» **EXERCISE TEXT**:
My point is, it's a bogus distinction and a gimmick. Why do you think so?
Because Orthodoxy is a religion. Those who say, "Orthodoxy is not a religion" will usually define "religion" in a way that it is not defined in common discourse. They say "Orthodoxy is not a religion" to grab your attention, but when they finally explain themselves, they've really just shuffled some definitions around and are not saying anything new. Hence it's a gimmick.
Like I said, Fr. John is trying to couch Orthodox spirituality in terms of modern medicine and presenting it as some kind of science for properly aligning the heart and the brain, getting the proper flow of blood and spinal fluid, etc. He is appealing to materialism and scientism.
He says: We call religion a neurobiological sickness since it stems from a short-circuit between the nervous system centered in the heart, which circulates the spinal fluid, and the blood system centered in the heart which pumps blood throughout the body, including the nervous system. The cure of this sickness of religion is accomplished by repairing said short-circuit between the two hearts which pump blood and spinal fluid which allows them to function normally. In this normal state the various fantasies, religious and otherwise, produced by said short-circuit between the brain and the heart disappear and with them one's fantasies also disappear, including that of religion. The Bible calls this neurological energy the spirit of man which the Fathers came to call the noetic energy.
First of all, who is "we" in the first sentence? Where in any of the fathers do we find this peculiar idea of "religion" and Orthodoxy curing a "short-circuit" between the nervous system and the circulatory system?
Fr. John's approach in making a spiritual discipline out to be an empiricist medical science is disturbingly reminiscent of similar efforts by various new age gurus.

» **TASK STATEMENT**: Reproduce the stretch of the passage on Orthodoxy and religion from "First of all, who" through "new age gurus.". The data that comes next is not needed for this exercise.

» **MATERIAL SHOWN**:
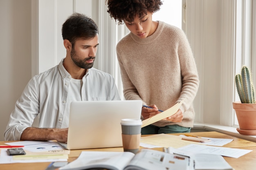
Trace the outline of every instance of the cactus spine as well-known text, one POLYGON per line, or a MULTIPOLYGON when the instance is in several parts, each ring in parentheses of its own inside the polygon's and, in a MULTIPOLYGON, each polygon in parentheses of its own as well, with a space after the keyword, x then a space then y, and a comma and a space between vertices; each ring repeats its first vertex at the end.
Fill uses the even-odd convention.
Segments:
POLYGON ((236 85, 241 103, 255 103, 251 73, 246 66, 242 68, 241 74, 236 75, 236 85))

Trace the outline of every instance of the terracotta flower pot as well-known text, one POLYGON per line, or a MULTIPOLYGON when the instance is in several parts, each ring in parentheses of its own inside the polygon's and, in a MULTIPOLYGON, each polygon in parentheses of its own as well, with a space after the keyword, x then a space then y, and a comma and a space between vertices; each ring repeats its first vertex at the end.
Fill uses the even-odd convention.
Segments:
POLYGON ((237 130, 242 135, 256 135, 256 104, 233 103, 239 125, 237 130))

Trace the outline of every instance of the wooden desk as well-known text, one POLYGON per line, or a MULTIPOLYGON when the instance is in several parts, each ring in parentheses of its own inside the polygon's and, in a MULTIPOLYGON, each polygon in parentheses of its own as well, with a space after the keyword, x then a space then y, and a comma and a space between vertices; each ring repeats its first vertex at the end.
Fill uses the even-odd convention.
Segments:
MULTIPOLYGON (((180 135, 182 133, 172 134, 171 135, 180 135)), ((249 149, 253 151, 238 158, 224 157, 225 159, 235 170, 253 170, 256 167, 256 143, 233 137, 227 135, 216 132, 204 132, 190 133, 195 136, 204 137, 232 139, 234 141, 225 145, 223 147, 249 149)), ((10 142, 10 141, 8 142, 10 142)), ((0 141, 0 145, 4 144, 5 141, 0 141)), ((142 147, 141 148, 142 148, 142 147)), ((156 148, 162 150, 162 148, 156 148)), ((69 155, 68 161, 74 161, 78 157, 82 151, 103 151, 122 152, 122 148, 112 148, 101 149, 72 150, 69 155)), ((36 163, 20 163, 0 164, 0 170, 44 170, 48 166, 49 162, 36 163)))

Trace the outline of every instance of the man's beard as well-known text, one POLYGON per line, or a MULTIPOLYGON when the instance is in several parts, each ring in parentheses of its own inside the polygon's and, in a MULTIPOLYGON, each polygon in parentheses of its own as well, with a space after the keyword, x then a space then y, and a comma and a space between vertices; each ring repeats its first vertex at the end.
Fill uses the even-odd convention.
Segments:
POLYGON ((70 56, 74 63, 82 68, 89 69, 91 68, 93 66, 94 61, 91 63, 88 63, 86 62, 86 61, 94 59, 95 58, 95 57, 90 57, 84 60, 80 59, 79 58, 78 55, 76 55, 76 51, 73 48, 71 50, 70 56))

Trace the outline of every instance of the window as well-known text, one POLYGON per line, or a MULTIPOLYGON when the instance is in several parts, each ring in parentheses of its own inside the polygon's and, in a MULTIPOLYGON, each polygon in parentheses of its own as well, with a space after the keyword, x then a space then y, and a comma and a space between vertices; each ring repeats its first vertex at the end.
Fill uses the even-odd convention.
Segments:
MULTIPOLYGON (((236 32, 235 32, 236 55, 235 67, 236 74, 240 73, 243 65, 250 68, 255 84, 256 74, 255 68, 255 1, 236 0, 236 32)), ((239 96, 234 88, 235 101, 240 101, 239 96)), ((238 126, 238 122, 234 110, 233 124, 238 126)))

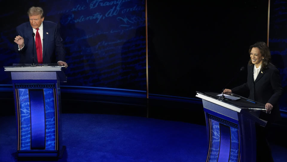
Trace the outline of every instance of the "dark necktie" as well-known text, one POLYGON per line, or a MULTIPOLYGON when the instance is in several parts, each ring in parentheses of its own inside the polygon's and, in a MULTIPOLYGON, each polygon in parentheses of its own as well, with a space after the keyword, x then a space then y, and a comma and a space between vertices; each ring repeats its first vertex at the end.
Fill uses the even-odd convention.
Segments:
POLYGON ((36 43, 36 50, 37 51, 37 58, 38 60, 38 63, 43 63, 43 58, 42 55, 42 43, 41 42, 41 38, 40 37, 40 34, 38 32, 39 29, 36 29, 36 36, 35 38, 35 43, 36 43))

» **RESPONSE FOR THIS EXERCISE**:
First of all, who is "we" in the first sentence? Where in any of the fathers do we find this peculiar idea of "religion" and Orthodoxy curing a "short-circuit" between the nervous system and the circulatory system?
Fr. John's approach in making a spiritual discipline out to be an empiricist medical science is disturbingly reminiscent of similar efforts by various new age gurus.